INPUT RECORDS.
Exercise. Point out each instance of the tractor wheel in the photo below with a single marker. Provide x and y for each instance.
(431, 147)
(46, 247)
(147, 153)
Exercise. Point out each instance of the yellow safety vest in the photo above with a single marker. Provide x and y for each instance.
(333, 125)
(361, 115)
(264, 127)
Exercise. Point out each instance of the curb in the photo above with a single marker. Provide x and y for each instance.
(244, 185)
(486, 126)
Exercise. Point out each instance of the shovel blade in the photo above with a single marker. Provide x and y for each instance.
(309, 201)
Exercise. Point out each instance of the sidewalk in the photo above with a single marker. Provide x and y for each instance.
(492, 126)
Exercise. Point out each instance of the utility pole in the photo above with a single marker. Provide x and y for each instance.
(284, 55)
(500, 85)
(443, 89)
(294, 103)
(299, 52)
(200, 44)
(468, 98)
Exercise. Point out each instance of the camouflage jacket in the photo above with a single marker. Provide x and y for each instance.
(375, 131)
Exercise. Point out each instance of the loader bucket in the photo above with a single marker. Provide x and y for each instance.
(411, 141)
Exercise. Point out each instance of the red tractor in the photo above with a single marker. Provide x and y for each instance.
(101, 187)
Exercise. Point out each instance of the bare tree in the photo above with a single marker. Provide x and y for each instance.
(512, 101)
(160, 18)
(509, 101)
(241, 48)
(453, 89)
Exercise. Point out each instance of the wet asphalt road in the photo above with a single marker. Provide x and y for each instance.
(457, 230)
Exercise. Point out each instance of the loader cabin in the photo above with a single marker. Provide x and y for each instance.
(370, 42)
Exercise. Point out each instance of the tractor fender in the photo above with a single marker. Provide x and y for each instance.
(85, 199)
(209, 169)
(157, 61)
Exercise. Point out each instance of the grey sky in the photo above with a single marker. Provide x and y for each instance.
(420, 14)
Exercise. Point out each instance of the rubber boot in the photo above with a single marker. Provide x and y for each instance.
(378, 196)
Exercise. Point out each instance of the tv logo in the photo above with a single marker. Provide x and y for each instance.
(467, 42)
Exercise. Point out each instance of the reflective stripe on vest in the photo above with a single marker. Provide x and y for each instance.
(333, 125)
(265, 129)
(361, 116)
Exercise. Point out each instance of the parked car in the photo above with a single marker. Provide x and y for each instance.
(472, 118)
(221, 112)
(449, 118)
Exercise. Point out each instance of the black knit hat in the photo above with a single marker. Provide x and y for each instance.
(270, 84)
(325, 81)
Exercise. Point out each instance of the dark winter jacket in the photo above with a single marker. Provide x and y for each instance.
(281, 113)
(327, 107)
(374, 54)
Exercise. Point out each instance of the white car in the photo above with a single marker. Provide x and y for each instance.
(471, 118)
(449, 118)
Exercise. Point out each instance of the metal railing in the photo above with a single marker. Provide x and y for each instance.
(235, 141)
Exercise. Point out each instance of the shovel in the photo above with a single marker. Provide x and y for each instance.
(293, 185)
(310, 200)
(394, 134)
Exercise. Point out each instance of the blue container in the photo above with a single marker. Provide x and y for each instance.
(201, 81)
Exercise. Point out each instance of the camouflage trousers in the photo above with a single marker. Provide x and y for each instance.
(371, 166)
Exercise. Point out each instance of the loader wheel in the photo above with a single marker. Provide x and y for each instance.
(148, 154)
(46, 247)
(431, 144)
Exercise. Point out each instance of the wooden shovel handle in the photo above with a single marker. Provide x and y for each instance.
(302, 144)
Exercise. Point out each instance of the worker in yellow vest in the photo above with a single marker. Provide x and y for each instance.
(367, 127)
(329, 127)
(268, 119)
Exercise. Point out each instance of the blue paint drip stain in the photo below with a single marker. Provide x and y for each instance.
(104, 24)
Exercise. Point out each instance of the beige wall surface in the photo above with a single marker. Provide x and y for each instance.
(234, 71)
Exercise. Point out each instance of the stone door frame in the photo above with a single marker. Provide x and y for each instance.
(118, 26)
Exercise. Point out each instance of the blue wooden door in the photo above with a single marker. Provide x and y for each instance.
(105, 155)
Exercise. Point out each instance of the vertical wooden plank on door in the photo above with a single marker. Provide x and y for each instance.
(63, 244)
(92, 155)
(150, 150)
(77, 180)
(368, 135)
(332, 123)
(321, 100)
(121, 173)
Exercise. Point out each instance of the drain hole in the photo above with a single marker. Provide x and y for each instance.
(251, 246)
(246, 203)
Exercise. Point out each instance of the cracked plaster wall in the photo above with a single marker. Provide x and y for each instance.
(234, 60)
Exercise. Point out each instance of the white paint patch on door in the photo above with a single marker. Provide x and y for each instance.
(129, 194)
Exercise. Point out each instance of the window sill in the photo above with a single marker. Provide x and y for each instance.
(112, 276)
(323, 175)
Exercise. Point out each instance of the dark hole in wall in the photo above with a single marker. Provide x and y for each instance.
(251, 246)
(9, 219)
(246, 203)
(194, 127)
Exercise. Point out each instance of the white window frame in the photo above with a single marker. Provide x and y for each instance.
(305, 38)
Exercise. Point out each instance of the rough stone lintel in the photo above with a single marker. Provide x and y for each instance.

YOUR ASSIGNMENT. Please repeat the material in full, keeping it exact.

ANSWER SPACE.
Exercise. Point out each instance of the tractor wheel in the photo below with a single marker. Provide x and y for each instance.
(431, 147)
(46, 247)
(147, 153)
Exercise. Point out each instance of the yellow safety vest in the photo above with a single marker. Provide x and y for each instance.
(333, 125)
(361, 115)
(264, 127)
Exercise. Point out each instance of the curb in the photo above with a single marker. Provide x and y for each instance.
(244, 185)
(486, 126)
Exercise. Point out each instance of the shovel blade in the photo above with a single marker. Provide x and y for each instance.
(309, 201)
Exercise. Point out each instance of the sidewalk in the photo above with a single marker. Provide x and y for each instance.
(492, 126)
Exercise. Point out each instance of the utility pole in the photo above with a single marker. Provide x and y for each instance.
(284, 55)
(500, 85)
(443, 89)
(294, 103)
(299, 52)
(200, 44)
(468, 98)
Exercise. Point out each instance of the camouflage jacket in the photo above with a single marker. Provide x and y for each instance.
(375, 131)
Exercise. Point out each instance of the loader bucket in the photo above with a single marker. Provide x and y for each instance.
(411, 141)
Exercise. Point out each instance of the red tractor in the photo above with a single marker. Provide x and y for each instance.
(101, 187)
Exercise. Point out each instance of the bare tree in the photo above with a single marker. Provide x and y for each instance.
(512, 101)
(160, 18)
(509, 101)
(241, 48)
(453, 89)
Exercise. Point out each instance of the wet asphalt road in the photo above with a single marker. Provide x and y for each instance.
(457, 230)
Exercise. Point out each instance of the loader cabin in the photo above with a single marker. Provide x and y for each instance.
(370, 42)
Exercise. Point out each instance of the tractor fender in the photo above with a single marker. Provide x and y for each instance.
(85, 199)
(209, 169)
(157, 61)
Exercise. Point out each instance of the grey sky in the photo above with a single marker. Provide x and y for each instance.
(420, 14)
Exercise. Point out each instance of the rubber boot in the photo above with a single marker. Provide x and y for each instance.
(378, 196)
Exercise. Point out each instance of the tv logo in the photo above with a single marker. Provide x and y for each instance.
(467, 42)
Exercise. Point out each instance of the reflective stripe on vest in the photo above with a single marker. Provide x and y for each instance.
(333, 125)
(265, 129)
(361, 116)
Exercise. Point out each instance of the parked car in the photo above with a single marker. Provide x and y for each instance.
(472, 118)
(221, 112)
(449, 118)
Exercise. Point out each instance of the black knit hat in the photo above with a single marker. Provide x and y for each instance.
(270, 84)
(325, 81)
Exercise. Point out each instance of the dark winter jacket in the photo above with a single marker. Provide x and y for each instance.
(281, 113)
(327, 107)
(374, 54)
Exercise. Point out each instance of the white car in the photo above with a single marker. Provide x and y for each instance.
(471, 118)
(449, 118)
Exercise. Point out each instance of the metal railing in the photo above with a single marker. Provide x and y for each instance.
(235, 141)
Exercise. Point out each instance of the shovel in the photo above with a single marker. Provide x and y for each instance.
(293, 185)
(310, 200)
(394, 134)
Exercise. Point out each instance of the blue container in the photo above with a single marker. Provide x and y for each instance.
(201, 81)
Exercise. Point out each instance of the camouflage trousers in the photo above with a single marker. Provide x and y for each instance.
(371, 166)
Exercise. Point out each instance of the loader wheel in the photo above with a single marker. Provide x and y for each instance.
(148, 154)
(46, 247)
(431, 144)
Exercise. Point out each instance of the wooden shovel handle in the photo above with a single marker. Provide x and y for each instance.
(302, 144)
Exercise. Point out each instance of the worker in yellow vest in the photo above with a single marker. Provide x and y for each instance.
(367, 127)
(329, 127)
(268, 119)
Exercise. Point out each instance of the blue paint drip stain in the photo below with a single marker. Provide x and y for each instance.
(104, 24)
Exercise. Point out each instance of the beige wall surface in the photo above with a single marker. Provide x and y for each instance.
(234, 71)
Exercise. Point out each instance of the stone door frame in the photo above with a single marker. Provide x and y for each instance.
(118, 26)
Exercise. Point out each instance of the blue wooden door in the photo above with a single marker. Provide x and y for each instance.
(105, 155)
Exercise. Point out each instance of the vertical wooden plank on door in the photo above with a single marker. Provide x and y for each instance.
(63, 244)
(92, 155)
(150, 150)
(77, 180)
(368, 135)
(332, 123)
(321, 100)
(121, 173)
Exercise. Point out each instance of the drain hole in the photo above with a single marker. Provide x and y for each instance.
(251, 246)
(246, 203)
Exercise. Point out each instance of the cracked plaster wall in the photo above with a single marker. Provide x and y for each instance.
(234, 60)
Exercise. Point out each instance of the white paint patch on door in the photo above with a single marker. Provide x and y for each instance.
(129, 194)
Exercise. Point out each instance of the window sill in the photo above with a single marker. Provide x and y for each instance.
(112, 276)
(323, 175)
Exercise. Point out each instance of the dark hole in wall in the photo above with a single marker. Provide x and y for each instance.
(251, 246)
(9, 219)
(246, 203)
(194, 127)
Exercise. Point out each instance of the white window frame in the photo above with a single marker. Provide x and y for each instance.
(305, 38)
Exercise. Point out each instance of the rough stone lintel in the photo above with a single marker. Provide x and y for each instance.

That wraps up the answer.